_Gezeigter Textauszug_
Das Hôtel am Cap Martin ragt über die Bäume des Waldes empor. Südwärts eröffnet es die Aussicht auf das weite Meer. Nordwärts gestattet es, über den gewölbten Kuppeln des Waldes, der ganzen Bergkette zu folgen, welche diese Küste schützt. Da reihen sie sich an einander diese gewaltigen Berge vom Mont Agel im Osten, bis zum Berceau im Westen; die mächtigsten Kalkriesen liegen in der Mitte und schneiden mit scharfem Grat in den blauen Himmel ein. Jeden Abend waren unsere Blicke auf sie gerichtet, wenn die schwindende Sonne ihre Gipfel röthete, ein Gipfel nach dem andern dann langsam erlosch. Oefters stiegen wir auch gegen Abend zum östlichen Strande hinab, um die Beleuchtung der Küste zu schauen. Während tiefer Schatten schon Mentone deckte, flammte im purpurnen Lichte noch Alt-Bordighera. Ein Liebling der Sonne an dieser goldigen Küste, empfängt es am Abend ihren letzten Gruß.

Wenn es dann ganz dunkel war, zogen wir nochmals ans Meer. Es galt Mentone und Monte Carlo in ihrem Lichterschmuck zu betrachten. Monte Carlo im Besonderen sieht dann ganz feenhaft aus. Tausende von Lichtern drängen sich am Fuße des Berges zusammen, der einen dunklen Schatten auf den bestirnten Himmel wirft. Ich schaute oft in dieses Bild, und es war mir wohl, als hätte ich es lange zuvor schon gesehen. Doch wo und wann? das wußte ich nicht mehr zu finden. Da plötzlich, sah ich es ganz lebhaft wieder vor mir, das alte Bild, so wie ich es mit Kinderaugen geschaut hatte. Es war ein gemaltes Bild von Neapel in einem kleinen Panorama, das ich am Weihnachtsabend einst bekommen hatte. Hielt ich es [pg 215] gegen ein Licht, dann leuchteten unzählige Flammen in Neapel auf und erregten meine kindliche Phantasie. Es waren Nadelstiche, welche das Bild durchsetzten. Wie in jenem Bilde Camaldoli über Neapel, so ragte hier die Tête de Chien über Monte Carlo hervor; und wie die Lichter am Posilip, so stiegen hier die leuchtenden Punkte am Felsen von Monaco in die Höhe. Wie stark sind doch solche Eindrücke der Kindheit! Was hat nicht Alles dieses geplagte Hirn seitdem in sich aufnehmen müssen, und doch war das alte Bild nur verdeckt, nicht ausgelöscht, und tauchte wieder auf, als ein äußerer Anstoß es zum Bewußtsein brachte.

_Angezeigte Einträge_

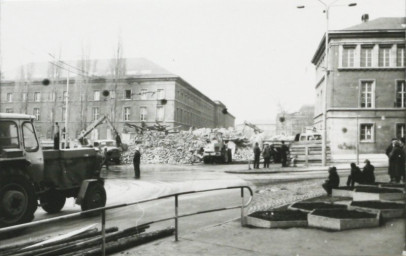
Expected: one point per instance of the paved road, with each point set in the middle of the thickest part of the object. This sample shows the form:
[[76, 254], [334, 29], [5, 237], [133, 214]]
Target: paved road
[[158, 180]]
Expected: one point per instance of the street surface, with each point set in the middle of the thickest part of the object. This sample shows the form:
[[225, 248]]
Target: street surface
[[159, 180]]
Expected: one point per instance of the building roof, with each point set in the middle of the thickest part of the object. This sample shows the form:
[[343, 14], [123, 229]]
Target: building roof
[[393, 25], [385, 23], [96, 67]]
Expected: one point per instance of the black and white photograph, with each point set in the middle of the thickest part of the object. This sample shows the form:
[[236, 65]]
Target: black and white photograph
[[203, 127]]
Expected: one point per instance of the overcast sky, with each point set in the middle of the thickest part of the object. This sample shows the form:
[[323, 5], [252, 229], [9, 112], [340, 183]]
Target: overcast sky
[[250, 54]]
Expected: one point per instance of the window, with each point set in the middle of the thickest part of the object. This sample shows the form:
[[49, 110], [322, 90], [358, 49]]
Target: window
[[8, 135], [400, 94], [161, 94], [126, 113], [30, 140], [367, 94], [9, 97], [400, 56], [63, 114], [384, 56], [143, 113], [160, 113], [95, 113], [348, 56], [37, 96], [400, 130], [127, 95], [367, 133], [143, 94], [366, 56], [36, 113], [96, 95]]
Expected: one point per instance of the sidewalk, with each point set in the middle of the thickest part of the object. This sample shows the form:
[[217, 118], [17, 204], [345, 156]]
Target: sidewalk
[[232, 239]]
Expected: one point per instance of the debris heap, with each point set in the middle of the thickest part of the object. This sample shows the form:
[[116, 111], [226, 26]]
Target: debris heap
[[180, 148]]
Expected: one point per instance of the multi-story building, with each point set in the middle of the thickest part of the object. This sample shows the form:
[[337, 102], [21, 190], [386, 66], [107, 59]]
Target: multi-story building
[[293, 123], [365, 95], [134, 91]]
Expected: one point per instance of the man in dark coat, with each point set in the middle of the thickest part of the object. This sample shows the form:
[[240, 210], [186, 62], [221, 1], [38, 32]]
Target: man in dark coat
[[391, 164], [136, 163], [368, 176], [332, 181], [257, 154], [355, 176], [397, 160], [284, 154], [266, 154]]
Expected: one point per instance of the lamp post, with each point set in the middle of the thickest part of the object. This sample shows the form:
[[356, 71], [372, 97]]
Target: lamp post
[[326, 61]]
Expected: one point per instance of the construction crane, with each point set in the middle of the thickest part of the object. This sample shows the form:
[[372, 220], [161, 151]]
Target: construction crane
[[254, 127]]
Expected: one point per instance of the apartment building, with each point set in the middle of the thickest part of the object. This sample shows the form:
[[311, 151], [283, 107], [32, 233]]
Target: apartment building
[[365, 93]]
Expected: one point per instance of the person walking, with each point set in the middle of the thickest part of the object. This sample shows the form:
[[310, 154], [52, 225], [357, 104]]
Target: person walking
[[266, 154], [284, 154], [332, 181], [257, 154], [56, 137], [397, 159], [136, 163], [368, 176], [355, 176]]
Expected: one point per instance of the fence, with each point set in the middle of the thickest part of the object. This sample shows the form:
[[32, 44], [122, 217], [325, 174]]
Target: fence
[[175, 218]]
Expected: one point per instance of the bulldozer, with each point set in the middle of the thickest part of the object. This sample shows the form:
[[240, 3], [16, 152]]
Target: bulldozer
[[32, 177]]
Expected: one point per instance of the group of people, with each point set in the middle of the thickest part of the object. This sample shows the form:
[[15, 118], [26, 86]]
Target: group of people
[[269, 152], [366, 176]]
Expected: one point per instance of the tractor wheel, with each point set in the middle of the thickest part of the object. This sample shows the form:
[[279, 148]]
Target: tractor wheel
[[52, 201], [18, 200], [95, 197]]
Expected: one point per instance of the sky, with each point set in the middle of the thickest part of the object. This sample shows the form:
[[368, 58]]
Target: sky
[[253, 55]]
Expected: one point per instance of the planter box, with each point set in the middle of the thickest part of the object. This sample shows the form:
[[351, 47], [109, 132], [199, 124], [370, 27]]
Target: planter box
[[342, 219], [342, 192], [377, 194], [387, 209], [277, 219], [310, 206]]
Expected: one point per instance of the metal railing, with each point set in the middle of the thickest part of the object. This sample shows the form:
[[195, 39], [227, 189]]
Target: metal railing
[[175, 218]]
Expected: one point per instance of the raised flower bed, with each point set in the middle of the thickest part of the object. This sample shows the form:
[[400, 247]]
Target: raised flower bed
[[341, 219], [310, 206], [387, 209], [376, 194], [277, 219]]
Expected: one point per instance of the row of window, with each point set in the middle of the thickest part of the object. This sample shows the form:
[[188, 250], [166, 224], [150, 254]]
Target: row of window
[[128, 95], [368, 52], [367, 132]]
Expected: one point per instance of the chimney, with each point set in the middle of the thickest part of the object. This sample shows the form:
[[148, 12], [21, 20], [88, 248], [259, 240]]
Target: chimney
[[365, 17]]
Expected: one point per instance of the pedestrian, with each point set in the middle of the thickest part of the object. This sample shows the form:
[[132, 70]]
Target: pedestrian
[[332, 181], [266, 154], [397, 159], [355, 176], [257, 154], [56, 136], [136, 163], [284, 154], [391, 164], [368, 176], [105, 159]]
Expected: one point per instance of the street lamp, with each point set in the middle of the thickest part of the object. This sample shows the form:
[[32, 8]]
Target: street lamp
[[324, 128]]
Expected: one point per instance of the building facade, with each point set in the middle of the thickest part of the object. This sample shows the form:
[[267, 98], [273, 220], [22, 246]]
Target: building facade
[[142, 93], [365, 92]]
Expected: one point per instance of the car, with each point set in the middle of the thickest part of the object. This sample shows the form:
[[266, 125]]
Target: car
[[113, 152]]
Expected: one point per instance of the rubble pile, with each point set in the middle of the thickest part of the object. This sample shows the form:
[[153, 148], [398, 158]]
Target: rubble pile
[[180, 148]]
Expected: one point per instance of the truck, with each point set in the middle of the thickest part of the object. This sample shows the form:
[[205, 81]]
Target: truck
[[29, 174], [216, 150]]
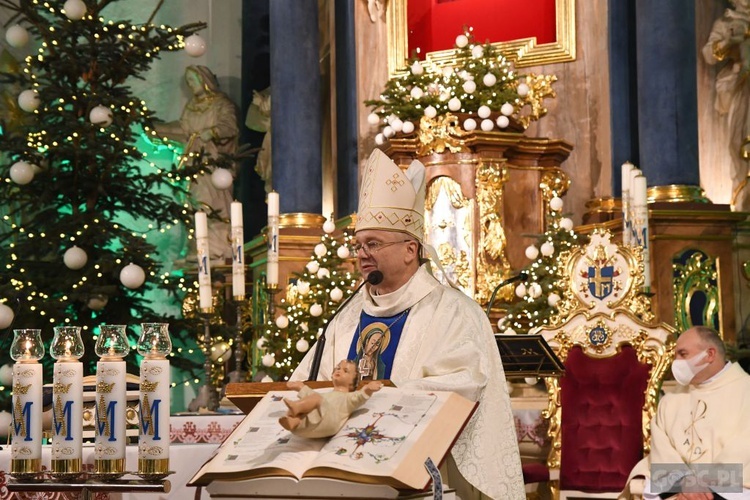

_Gestellte Aufgabe_
Geben Sie aus dem Textauszug über Cap Martin und Monte Carlo eine Stelle wortgetreu wieder: Setzen Sie bei den Worten „Das Hôtel am“ ein und hören Sie nach „ihren letzten Gruß.“ auf.

_Lösung der Aufgabe_
Das Hôtel am Cap Martin ragt über die Bäume des Waldes empor. Südwärts eröffnet es die Aussicht auf das weite Meer. Nordwärts gestattet es, über den gewölbten Kuppeln des Waldes, der ganzen Bergkette zu folgen, welche diese Küste schützt. Da reihen sie sich an einander diese gewaltigen Berge vom Mont Agel im Osten, bis zum Berceau im Westen; die mächtigsten Kalkriesen liegen in der Mitte und schneiden mit scharfem Grat in den blauen Himmel ein. Jeden Abend waren unsere Blicke auf sie gerichtet, wenn die schwindende Sonne ihre Gipfel röthete, ein Gipfel nach dem andern dann langsam erlosch. Oefters stiegen wir auch gegen Abend zum östlichen Strande hinab, um die Beleuchtung der Küste zu schauen. Während tiefer Schatten schon Mentone deckte, flammte im purpurnen Lichte noch Alt-Bordighera. Ein Liebling der Sonne an dieser goldigen Küste, empfängt es am Abend ihren letzten Gruß.